TASK TO CARRY OUT: Express the lines beginning with the one that contains "Segment the target" and continuing through the one that contains "box: [17, 65, 43, 92]" as a Markdown table with the columns Row and Text. Put the row number under Row and the line under Text, and leave out any blank lines.

RECORDS FOR PROCESSING:
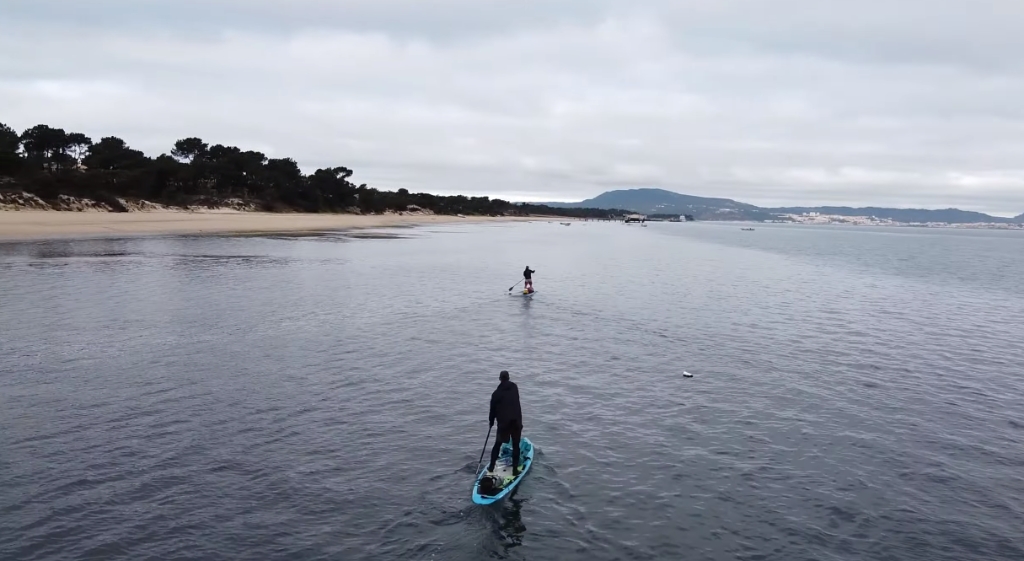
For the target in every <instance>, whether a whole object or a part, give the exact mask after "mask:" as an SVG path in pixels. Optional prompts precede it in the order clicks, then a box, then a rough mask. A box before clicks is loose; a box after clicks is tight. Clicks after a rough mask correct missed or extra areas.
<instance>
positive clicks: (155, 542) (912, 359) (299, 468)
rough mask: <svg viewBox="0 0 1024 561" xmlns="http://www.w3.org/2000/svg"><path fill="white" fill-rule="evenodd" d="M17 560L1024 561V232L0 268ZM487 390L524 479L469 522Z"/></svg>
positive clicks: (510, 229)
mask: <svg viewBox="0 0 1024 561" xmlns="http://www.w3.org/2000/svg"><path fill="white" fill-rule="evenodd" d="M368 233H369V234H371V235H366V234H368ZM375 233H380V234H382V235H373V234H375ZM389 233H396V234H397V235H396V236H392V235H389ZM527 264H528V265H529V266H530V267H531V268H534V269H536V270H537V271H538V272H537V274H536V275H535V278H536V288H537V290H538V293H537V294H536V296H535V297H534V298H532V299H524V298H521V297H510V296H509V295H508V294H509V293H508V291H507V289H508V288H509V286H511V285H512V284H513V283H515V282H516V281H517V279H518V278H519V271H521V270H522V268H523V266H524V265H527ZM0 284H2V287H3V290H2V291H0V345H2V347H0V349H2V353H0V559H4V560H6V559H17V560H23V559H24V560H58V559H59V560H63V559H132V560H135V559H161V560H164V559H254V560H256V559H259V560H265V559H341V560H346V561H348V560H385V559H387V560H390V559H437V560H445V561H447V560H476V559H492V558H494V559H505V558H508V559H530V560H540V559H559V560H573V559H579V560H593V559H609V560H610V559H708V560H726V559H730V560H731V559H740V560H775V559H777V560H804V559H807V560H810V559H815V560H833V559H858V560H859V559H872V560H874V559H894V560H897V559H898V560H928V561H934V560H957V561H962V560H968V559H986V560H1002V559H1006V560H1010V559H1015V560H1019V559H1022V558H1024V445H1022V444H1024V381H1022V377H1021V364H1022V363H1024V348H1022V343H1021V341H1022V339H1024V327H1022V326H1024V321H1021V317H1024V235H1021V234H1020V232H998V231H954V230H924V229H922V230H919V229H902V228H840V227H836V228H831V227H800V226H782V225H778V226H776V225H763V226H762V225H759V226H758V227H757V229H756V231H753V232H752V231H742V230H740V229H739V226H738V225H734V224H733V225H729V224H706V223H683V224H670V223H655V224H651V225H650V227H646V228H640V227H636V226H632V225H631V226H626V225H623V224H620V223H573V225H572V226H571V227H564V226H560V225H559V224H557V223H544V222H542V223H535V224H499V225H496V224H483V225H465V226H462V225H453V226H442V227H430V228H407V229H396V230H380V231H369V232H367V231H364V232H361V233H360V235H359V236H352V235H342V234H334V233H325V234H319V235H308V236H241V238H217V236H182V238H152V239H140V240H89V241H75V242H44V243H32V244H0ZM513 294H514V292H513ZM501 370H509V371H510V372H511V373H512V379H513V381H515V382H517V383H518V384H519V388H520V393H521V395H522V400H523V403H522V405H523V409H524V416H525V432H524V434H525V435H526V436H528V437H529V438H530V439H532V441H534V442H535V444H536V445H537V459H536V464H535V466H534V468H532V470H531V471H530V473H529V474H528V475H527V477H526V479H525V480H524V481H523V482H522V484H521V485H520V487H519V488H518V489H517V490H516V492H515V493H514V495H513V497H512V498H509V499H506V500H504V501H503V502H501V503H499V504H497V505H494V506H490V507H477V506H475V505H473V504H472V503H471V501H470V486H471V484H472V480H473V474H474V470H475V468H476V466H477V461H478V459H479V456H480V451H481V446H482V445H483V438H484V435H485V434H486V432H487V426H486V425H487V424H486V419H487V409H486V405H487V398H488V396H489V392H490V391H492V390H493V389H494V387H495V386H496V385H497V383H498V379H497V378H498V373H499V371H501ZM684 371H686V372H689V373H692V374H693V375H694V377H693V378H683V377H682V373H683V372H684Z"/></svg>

* * *

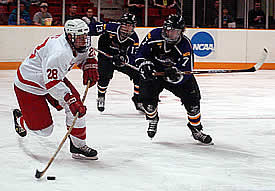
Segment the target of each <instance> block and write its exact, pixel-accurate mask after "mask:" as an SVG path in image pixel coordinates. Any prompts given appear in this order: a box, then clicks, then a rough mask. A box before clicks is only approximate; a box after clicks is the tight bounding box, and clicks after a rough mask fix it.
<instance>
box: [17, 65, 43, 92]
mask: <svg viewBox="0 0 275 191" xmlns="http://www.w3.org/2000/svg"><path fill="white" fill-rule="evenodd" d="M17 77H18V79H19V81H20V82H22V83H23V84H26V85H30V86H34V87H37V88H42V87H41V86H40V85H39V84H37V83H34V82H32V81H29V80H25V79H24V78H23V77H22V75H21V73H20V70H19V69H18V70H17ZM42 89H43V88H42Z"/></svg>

RESPONSE:
| Row | Text |
|---|---|
| 1 | Segment the target of each <instance> block and write its exact, pixel-accurate mask after "mask:" as an SVG path in image pixel coordinates. Any prompts given appear in this order: a box, then clicks, then a rough mask. A box before clicks is only approximate; a box after clicks is the tight bounding box, and clicks after a rough mask fix it. |
| 2 | <instance> |
| 3 | box: [17, 65, 43, 92] |